LISTED RECORDS =
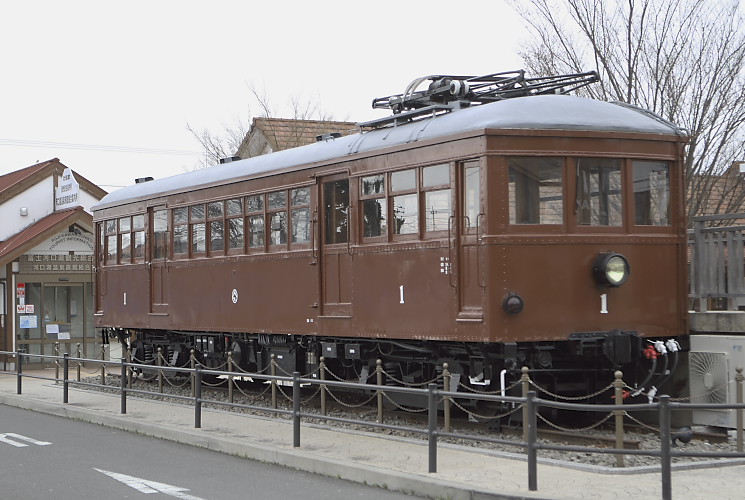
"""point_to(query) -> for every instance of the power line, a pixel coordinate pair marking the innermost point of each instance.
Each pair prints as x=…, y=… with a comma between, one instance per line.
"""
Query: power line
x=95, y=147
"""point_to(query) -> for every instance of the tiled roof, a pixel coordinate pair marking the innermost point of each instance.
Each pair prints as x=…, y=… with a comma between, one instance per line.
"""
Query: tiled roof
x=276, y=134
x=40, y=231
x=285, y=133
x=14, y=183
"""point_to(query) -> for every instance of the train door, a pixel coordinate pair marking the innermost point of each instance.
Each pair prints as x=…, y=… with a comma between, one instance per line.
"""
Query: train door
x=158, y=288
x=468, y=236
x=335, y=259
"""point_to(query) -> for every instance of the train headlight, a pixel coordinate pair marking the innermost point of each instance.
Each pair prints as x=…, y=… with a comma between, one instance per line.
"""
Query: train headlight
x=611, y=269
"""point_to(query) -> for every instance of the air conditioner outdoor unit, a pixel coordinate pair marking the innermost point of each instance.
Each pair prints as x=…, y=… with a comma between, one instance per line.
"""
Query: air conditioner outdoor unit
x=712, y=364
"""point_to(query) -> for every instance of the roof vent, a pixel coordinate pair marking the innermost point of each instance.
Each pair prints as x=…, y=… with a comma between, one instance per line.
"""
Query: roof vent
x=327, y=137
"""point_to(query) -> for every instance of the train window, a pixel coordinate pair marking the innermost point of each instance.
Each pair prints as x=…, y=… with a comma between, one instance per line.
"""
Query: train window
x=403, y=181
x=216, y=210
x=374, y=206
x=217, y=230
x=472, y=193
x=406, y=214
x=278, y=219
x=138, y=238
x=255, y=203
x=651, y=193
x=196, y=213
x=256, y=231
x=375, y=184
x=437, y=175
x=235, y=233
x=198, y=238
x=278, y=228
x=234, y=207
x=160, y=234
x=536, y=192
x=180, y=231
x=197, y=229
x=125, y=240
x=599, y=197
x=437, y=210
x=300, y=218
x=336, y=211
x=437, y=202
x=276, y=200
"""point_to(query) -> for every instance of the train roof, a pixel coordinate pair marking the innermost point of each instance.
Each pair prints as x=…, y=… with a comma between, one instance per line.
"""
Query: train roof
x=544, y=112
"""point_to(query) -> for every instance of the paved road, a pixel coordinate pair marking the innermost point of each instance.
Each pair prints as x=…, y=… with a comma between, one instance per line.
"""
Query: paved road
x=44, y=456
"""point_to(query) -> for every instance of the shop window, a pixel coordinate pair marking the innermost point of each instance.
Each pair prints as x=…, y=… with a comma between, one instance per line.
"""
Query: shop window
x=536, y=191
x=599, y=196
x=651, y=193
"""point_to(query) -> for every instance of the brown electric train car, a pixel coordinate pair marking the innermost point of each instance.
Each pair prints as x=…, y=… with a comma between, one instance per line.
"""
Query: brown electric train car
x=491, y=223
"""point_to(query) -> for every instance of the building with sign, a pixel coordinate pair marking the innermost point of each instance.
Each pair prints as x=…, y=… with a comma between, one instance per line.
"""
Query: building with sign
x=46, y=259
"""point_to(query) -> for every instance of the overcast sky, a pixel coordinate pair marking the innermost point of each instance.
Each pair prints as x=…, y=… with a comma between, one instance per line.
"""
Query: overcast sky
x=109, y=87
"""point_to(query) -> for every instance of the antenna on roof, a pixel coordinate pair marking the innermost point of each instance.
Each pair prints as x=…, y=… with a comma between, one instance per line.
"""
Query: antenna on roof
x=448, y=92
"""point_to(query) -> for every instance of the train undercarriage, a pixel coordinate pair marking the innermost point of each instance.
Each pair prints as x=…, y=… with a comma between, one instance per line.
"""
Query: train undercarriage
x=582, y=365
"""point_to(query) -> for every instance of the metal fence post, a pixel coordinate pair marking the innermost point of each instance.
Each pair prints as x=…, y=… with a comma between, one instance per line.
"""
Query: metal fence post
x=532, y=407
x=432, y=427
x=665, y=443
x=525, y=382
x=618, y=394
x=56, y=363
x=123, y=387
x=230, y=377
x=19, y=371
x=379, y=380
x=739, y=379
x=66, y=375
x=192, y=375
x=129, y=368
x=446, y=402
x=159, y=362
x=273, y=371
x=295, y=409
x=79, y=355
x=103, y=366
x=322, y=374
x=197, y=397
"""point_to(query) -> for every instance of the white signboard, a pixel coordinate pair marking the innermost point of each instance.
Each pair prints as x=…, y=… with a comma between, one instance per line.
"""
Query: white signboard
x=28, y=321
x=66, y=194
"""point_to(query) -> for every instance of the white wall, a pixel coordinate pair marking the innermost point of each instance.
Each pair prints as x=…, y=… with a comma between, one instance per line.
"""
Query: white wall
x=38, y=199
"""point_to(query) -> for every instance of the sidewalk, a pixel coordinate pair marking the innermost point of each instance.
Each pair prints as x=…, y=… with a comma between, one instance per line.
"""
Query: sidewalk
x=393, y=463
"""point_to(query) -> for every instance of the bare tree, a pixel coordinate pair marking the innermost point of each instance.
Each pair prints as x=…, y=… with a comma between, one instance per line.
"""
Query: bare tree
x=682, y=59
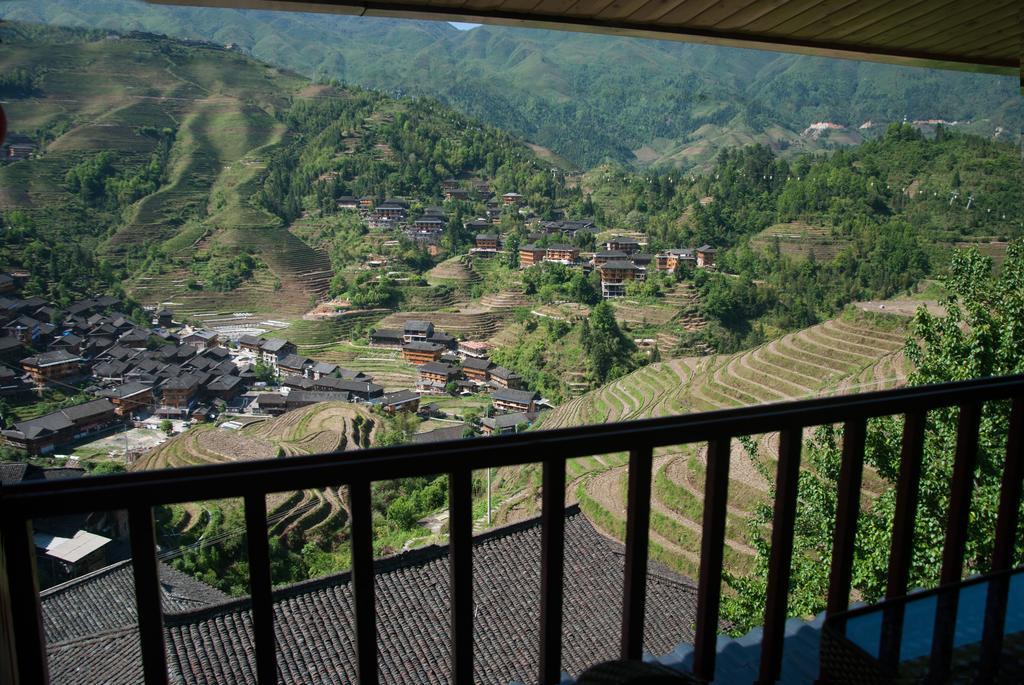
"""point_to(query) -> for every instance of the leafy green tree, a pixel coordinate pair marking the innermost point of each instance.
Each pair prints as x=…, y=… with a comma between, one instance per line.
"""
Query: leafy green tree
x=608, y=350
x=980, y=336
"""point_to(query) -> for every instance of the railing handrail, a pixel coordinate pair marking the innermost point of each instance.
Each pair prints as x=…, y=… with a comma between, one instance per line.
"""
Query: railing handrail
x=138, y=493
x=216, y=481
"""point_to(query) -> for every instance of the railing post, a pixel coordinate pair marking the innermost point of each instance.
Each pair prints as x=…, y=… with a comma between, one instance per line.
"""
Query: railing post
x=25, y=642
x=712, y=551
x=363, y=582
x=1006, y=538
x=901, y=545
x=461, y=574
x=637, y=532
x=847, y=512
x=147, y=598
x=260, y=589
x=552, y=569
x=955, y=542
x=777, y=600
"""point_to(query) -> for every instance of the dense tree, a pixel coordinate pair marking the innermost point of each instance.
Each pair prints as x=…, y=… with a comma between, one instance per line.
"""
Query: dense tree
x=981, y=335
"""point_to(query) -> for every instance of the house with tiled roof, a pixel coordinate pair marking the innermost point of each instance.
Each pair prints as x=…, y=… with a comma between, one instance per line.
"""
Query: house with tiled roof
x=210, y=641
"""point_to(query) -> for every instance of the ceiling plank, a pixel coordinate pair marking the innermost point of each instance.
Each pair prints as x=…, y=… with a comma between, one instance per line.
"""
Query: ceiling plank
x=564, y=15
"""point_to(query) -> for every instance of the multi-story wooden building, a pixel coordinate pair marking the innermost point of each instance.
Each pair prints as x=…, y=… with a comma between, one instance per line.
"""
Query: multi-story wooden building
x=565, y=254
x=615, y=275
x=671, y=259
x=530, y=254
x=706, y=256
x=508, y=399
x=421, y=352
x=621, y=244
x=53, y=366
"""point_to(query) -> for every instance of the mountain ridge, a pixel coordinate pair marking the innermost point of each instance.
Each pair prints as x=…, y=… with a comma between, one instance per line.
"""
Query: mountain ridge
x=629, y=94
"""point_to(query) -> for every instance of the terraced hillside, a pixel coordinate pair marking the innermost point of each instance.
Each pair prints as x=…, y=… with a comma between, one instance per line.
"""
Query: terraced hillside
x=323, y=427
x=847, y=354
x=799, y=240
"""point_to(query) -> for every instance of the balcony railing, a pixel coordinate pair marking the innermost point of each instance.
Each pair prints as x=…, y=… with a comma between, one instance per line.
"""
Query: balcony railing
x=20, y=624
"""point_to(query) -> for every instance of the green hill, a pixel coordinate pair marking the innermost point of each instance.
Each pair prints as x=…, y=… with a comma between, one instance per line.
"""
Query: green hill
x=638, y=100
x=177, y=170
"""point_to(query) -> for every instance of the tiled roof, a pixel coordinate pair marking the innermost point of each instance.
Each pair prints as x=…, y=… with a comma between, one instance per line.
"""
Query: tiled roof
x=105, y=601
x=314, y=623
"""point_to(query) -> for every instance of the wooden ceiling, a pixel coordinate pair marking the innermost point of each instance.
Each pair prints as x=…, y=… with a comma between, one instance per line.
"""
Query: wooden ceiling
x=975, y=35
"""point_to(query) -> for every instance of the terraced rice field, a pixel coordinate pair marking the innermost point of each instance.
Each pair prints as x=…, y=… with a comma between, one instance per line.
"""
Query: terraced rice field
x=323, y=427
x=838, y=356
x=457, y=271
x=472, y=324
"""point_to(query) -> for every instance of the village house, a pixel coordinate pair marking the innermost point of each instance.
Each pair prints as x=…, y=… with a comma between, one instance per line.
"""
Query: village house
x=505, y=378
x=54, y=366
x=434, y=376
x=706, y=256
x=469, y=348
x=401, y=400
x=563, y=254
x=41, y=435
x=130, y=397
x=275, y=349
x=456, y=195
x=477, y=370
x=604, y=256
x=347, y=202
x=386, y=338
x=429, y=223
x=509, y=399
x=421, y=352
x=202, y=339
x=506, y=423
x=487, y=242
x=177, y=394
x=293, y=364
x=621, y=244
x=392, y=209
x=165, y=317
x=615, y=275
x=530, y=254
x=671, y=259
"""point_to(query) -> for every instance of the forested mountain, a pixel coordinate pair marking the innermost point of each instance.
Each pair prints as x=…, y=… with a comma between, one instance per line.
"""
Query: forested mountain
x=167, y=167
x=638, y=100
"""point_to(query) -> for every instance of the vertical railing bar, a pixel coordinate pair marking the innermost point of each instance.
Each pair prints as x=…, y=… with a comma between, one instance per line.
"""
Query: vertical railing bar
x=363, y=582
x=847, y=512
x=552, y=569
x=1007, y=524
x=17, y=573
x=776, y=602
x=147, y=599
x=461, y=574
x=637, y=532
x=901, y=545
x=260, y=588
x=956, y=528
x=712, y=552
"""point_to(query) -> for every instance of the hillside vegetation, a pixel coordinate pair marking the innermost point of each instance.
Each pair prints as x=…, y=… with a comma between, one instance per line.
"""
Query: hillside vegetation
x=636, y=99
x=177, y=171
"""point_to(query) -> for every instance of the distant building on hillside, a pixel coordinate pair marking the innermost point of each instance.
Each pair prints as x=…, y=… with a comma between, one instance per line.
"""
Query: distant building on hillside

REQUIRED WORK = Would you output the lines above from the line holding "Query: sidewalk" up to and including the line holding "of the leafy", exactly and only those, with no pictures?

ANSWER FOR THIS EXERCISE =
Query: sidewalk
x=393, y=463
"""point_to(query) -> for every instance of the bare tree, a pixel coordinate pair marking the innermost point of each instance.
Each pair prints as x=…, y=… with a comma between, one instance per line.
"""
Query: bare tree
x=682, y=59
"""point_to(query) -> for every instance of the leafy green tree, a pixel coordinate pair marking the innermost point of each instance.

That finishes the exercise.